RECORDS FOR THIS TASK:
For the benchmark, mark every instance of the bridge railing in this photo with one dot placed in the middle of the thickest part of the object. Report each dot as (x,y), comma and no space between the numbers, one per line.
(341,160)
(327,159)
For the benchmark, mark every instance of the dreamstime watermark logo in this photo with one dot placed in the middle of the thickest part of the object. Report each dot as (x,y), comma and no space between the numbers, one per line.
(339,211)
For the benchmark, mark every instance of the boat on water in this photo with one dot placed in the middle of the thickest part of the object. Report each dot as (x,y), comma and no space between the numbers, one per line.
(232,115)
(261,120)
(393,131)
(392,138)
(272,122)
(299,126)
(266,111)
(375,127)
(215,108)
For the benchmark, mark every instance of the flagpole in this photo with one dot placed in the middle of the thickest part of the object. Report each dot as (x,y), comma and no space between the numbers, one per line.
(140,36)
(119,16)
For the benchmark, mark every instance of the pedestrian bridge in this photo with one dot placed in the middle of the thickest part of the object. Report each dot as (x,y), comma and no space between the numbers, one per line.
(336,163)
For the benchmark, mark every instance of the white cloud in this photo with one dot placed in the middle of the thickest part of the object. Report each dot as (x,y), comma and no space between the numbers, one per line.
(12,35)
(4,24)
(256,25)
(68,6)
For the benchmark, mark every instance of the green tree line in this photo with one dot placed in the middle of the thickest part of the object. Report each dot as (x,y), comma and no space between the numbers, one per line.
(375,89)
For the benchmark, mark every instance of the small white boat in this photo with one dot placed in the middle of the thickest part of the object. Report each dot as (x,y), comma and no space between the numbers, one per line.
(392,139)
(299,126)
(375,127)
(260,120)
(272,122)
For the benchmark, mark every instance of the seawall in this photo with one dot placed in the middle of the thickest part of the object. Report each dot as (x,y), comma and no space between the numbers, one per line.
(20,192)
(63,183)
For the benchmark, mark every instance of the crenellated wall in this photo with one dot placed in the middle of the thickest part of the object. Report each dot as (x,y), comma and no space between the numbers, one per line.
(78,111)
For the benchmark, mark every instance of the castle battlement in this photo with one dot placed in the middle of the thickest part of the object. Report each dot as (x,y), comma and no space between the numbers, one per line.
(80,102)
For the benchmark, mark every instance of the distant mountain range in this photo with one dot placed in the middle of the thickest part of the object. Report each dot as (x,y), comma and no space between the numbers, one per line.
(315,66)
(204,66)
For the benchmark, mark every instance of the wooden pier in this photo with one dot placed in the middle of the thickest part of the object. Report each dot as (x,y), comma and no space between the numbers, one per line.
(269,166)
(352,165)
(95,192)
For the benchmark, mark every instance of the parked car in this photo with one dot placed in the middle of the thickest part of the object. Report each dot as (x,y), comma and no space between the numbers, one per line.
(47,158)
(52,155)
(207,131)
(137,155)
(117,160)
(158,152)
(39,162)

REQUIREMENT: Exactly reproduce all of the entries.

TASK OUTPUT:
For the benchmark, mark every instance of the bridge railing in this photo with one dot placed in the middle of the thickest part of the object. Report each dot as (x,y), comma and no space between the numbers, one per line.
(341,160)
(327,159)
For the benchmark, mark every instance of the dreamstime watermark logo in this photo with one dot placed in the middle of the thickest part of the object. Report each dot as (x,y), comma and no space between the numbers, one per line.
(339,211)
For the benchmark, mark every instance of the boat on water in this photo with one dot placed in the middle of the thickest part of the object. Report each dot as (x,y), comma and no space between the numbers, one per line.
(232,115)
(261,120)
(393,131)
(392,138)
(272,122)
(299,126)
(266,111)
(375,127)
(215,108)
For the benchmark, mark every instance of the flagpole in this photo with one dot placed in the middle of the thickest part of the object. Report each dot as (x,y), comma and no space between the numbers, one per line.
(140,36)
(119,16)
For the benchmark, mark every instance of the pedestrian bridge in this photo with one dot placed in the middle of the thickest part of the object. Report each dot as (x,y), comma and no space between the numbers, one per line.
(336,163)
For the benchmark, mark every instance of the white cloud in this photo with one dot placed in the middle of the thickest part of the object. Report each dot as (x,y), comma and no space between the numbers, one per line.
(12,35)
(4,24)
(256,25)
(68,6)
For the benchmark, mark every instance of the green tree line in this photo with one dot placed in the middle of the thickest part of the object. Report each dot as (x,y), comma and no space between the numbers, one per line.
(375,89)
For the benchmark, mark every instance of the small white boat in this photo with one dot placed in the middle of the thickest part of the object. Report each dot as (x,y), comma and no space between the numbers, one per line.
(392,139)
(299,126)
(375,127)
(260,120)
(272,122)
For the benchmark, mark every instance of the seawall in this photo with one dot placed in the middle of the thickest part of the object. Report each dot as (x,y), comma and no space between the numbers, one per line.
(20,192)
(63,183)
For the benchmark, mark every instance of the crenellated wall in this photo with one dot placed in the middle of the thickest part of the object. Report each dot as (x,y), comma and no space between the numbers, one per line.
(78,111)
For the benchmark, mark every instance of the castle battlement in this photo with one dot placed in the middle of the thickest part of the object. Report each dot as (x,y), comma and no space between the numbers, one per line.
(80,102)
For the benchmark, mark every instance of the distant mountain range in this photo with one dot placed in the middle of the thickest part of the object. Report each dot as (x,y), comma and no space between the numbers, one per line.
(315,66)
(204,66)
For the benchmark, mark every instance of the wooden pier in this photo with one dot placed in the middle of the thickest part of the object. Report each dot as (x,y), comma and no space between the numbers, one per line.
(269,166)
(352,165)
(95,192)
For the benchmark, mark every instance of the parked car in this photo with one dot placed in the middle of the thickest part of the object. Report each dot as (x,y), comma and no space between the numbers, one per line.
(47,158)
(52,155)
(207,131)
(137,155)
(117,160)
(158,152)
(39,162)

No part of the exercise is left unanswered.